Region pointing data
+++

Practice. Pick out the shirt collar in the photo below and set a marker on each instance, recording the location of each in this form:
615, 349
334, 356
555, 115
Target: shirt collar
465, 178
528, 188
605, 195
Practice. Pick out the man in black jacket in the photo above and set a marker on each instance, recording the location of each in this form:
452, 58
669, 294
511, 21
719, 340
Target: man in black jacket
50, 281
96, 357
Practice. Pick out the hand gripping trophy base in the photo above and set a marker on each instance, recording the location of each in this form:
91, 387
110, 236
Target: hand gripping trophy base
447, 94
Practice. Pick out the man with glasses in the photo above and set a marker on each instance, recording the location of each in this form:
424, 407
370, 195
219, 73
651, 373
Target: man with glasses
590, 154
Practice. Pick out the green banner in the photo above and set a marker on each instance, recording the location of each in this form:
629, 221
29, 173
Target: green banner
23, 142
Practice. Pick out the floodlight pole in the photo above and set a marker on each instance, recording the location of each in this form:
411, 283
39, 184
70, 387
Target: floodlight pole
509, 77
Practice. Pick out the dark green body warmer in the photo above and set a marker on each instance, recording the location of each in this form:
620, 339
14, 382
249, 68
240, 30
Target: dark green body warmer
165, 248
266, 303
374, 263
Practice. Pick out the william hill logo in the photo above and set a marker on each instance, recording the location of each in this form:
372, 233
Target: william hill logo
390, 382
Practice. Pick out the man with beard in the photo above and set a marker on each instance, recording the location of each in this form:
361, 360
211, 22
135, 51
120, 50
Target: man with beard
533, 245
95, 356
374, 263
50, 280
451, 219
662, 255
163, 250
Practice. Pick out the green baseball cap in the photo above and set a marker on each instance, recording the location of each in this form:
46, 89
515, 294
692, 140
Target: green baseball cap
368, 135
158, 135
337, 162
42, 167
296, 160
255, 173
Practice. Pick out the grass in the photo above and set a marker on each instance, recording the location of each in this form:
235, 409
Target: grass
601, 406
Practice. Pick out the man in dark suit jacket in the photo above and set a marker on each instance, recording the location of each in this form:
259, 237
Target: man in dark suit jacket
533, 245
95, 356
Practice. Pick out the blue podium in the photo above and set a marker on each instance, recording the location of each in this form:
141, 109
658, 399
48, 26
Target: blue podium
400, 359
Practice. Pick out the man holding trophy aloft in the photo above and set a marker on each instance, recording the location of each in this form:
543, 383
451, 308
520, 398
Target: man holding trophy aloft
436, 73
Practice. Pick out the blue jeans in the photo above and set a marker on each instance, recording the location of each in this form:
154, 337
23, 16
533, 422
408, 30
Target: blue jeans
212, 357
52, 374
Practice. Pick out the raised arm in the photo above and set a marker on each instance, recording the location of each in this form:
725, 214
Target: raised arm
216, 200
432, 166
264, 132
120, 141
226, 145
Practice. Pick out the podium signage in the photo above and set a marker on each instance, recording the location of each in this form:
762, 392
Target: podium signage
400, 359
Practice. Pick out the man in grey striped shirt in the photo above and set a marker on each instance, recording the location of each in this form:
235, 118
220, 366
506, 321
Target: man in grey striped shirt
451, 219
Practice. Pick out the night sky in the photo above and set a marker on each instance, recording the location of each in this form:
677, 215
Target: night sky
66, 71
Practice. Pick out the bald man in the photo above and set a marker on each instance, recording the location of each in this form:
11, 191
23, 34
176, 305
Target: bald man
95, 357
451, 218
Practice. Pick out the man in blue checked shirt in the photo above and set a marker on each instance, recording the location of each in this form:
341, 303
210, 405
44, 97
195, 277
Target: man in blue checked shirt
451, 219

+++

▶ [YOUR GOAL]: Make sure every record is repeated exactly.

▶ [SOLVED EXERCISE]:
Practice. Pick out the shirt collar in the photo below and set a marker on each instance, recording the location of each in this form:
615, 349
334, 356
555, 115
Target: shirt collar
465, 178
528, 188
605, 195
Practice. Pick out the man in black jacket in the photo above and set a marker on each instance, recording the location of each in this form:
452, 58
669, 294
511, 21
719, 340
Target: man in black jacket
50, 281
96, 357
Practice. Pick out the hand gripping trophy base in the photo above and set a marker on each instance, recording the location of each in this form:
91, 387
110, 236
Target: hand gripping trophy base
447, 94
Practice. Pick out the man with glasses in the photo above and set a marker on each instance, recording the location of each in this form:
424, 407
370, 195
219, 73
651, 373
Target: man with glasses
590, 154
Practice. Pick out the green banner in the photo above and set a marker on each instance, recording the location of each in this form:
629, 221
29, 173
Target: green banner
23, 142
Practice. Pick out the floodlight pole in the photo above and set a marker on each instance, recording the location of each in this form:
411, 283
39, 184
70, 387
Target: floodlight pole
509, 77
Practice. Pick out the dark green body warmer in the photo above and set a marker on each instance, recording the location of each in this form:
620, 339
14, 382
249, 68
240, 30
Target: dark green body warmer
165, 248
266, 303
374, 263
Practice. Pick out the william hill logo in the photo above and set a marker on each instance, recording the location of each in this form:
372, 233
Target: william hill logo
390, 382
Practice. Pick out the man with beard in the photo above and set a marker on each instance, recording the location of each in this form:
361, 360
211, 22
135, 51
120, 50
Target: man with beard
533, 245
95, 356
374, 263
50, 280
451, 219
662, 255
163, 250
Practice. Pick out the green baseball cap in the photo above and set a marker on each instance, recording the location of each in this form:
46, 89
515, 294
692, 140
Target: green baseball cap
368, 135
158, 135
337, 162
42, 167
296, 160
255, 173
Practice. Pick out the grass in the photo above and set a marker on each instance, recording the location of each in this form:
235, 409
Target: grass
601, 406
Practice. Pick out the man in dark suit jacket in the photo above and set a marker on each instance, recording the location of each in this form:
259, 237
Target: man in dark suit jacket
533, 245
95, 356
Practice. Pick out the blue podium in the photo above and set a marker on each instance, recording the location of each in this form:
141, 109
658, 399
48, 26
Target: blue podium
400, 359
Practice. Pick out the man holding trophy aloft in the photo above and set a marker on each instance, recording the location of each in this form:
543, 383
451, 308
520, 398
Target: man holding trophy aloft
436, 73
Practice. Pick out the blue jeans in the photo above and set a marker on each instance, recording the location of each in this form:
154, 337
23, 16
533, 422
408, 30
Target: blue jeans
212, 357
52, 374
Practice. Pick out the raised arm in the photo above and set a marker on each instance, recording the location of each in this form:
725, 214
Target: raised arm
216, 200
432, 166
264, 132
120, 141
226, 145
Practice. Pick out the podium signage in the photo above and set a marker on each instance, recording the location of each in this form:
762, 392
Target: podium signage
400, 359
Practice. Pick out the man in grey striped shirt in the photo above and set a marker on each instance, recording the location of each in this form:
235, 118
220, 366
506, 321
Target: man in grey striped shirt
451, 219
Practice. Pick out the night sky in the photo above and set a marker on each instance, recording the location of each in this form:
677, 215
Target: night sky
66, 71
Practice. Pick out the bald man in the photo above and set a marker on each instance, recording the location of each in this form:
11, 191
23, 34
176, 305
Target: bald man
95, 357
451, 218
Practice. Pick out the man in blue checked shirt in the photo above and set a marker on each instance, recording the location of each in this form:
341, 303
210, 405
44, 97
195, 277
Target: man in blue checked shirt
451, 219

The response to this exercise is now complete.